= Records =
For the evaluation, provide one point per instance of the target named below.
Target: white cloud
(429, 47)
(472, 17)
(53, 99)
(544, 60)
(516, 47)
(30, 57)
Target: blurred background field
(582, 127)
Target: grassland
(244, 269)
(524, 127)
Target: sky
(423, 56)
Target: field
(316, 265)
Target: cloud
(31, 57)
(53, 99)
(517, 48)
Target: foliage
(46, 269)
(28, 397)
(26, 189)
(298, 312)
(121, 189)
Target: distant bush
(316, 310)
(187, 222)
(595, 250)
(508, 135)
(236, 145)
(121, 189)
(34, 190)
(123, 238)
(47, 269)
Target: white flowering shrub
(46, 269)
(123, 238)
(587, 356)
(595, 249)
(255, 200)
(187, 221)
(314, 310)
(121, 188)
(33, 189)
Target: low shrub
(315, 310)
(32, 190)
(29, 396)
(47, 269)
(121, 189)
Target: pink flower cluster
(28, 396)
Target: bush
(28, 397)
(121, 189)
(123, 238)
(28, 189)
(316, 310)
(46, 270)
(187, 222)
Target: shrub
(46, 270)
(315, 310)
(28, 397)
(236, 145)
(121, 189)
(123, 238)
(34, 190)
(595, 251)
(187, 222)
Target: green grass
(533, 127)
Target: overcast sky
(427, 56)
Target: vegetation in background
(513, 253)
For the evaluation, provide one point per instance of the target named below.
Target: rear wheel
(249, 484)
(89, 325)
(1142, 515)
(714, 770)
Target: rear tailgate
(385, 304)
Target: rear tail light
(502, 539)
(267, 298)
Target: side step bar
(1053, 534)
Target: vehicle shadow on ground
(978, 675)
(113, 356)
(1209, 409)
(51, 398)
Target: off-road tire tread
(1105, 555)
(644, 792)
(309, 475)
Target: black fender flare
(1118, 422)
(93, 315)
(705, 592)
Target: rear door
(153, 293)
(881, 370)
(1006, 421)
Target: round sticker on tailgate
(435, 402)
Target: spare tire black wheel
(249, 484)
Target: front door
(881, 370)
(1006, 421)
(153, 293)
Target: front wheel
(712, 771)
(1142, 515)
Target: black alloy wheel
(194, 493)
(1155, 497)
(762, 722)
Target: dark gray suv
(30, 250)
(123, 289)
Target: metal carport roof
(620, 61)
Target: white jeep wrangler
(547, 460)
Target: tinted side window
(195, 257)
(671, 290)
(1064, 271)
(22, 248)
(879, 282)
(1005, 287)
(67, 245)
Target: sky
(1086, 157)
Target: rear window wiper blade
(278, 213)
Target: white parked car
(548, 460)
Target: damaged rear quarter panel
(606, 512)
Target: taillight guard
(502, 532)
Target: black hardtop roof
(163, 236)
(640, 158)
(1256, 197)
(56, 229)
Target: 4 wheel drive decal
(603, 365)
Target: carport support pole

= The problem =
Find the line containing "Target: bush" in the material above. Print it and every line after it through the end, exactly and only those.

= Exercise result =
Target: bush
(28, 397)
(121, 189)
(123, 238)
(28, 189)
(316, 310)
(46, 270)
(187, 222)
Target: shrub
(46, 270)
(315, 310)
(28, 397)
(236, 145)
(121, 189)
(123, 238)
(34, 190)
(595, 251)
(187, 222)
Target: green grass
(533, 127)
Target: overcast sky
(427, 56)
Target: vegetation in background
(513, 253)
For the evaluation, provide one point per instance of the target named below.
Target: rear wheel
(249, 484)
(89, 325)
(1142, 515)
(714, 770)
Target: rear tailgate
(385, 304)
Target: rear tail light
(502, 539)
(267, 298)
Target: side step bar
(1053, 534)
Target: vehicle shadow on ground
(978, 675)
(113, 356)
(1209, 409)
(51, 398)
Target: off-road tire tread
(1105, 555)
(644, 792)
(309, 475)
Target: black fender flare
(1118, 422)
(93, 315)
(705, 592)
Target: rear door
(153, 293)
(881, 370)
(1006, 421)
Target: round sticker on tailgate
(435, 402)
Target: spare tire black wheel
(249, 484)
Target: front door
(881, 370)
(1006, 421)
(153, 293)
Target: front wheel
(712, 771)
(1142, 515)
Target: black alloy wheel
(194, 493)
(1155, 497)
(762, 722)
Target: dark gray suv
(30, 250)
(123, 289)
Target: metal carport roof
(620, 61)
Target: white jeep wrangler
(547, 460)
Target: tinted side window
(195, 257)
(671, 290)
(1064, 271)
(22, 248)
(879, 282)
(1005, 287)
(67, 245)
Target: sky
(1086, 157)
Target: rear window wiper blade
(278, 213)
Target: white parked car
(548, 460)
Target: damaged rear quarter panel
(606, 512)
Target: taillight guard
(502, 532)
Target: black hardtop roof
(163, 236)
(640, 158)
(1256, 197)
(56, 229)
Target: 4 wheel drive decal
(603, 365)
Target: carport support pole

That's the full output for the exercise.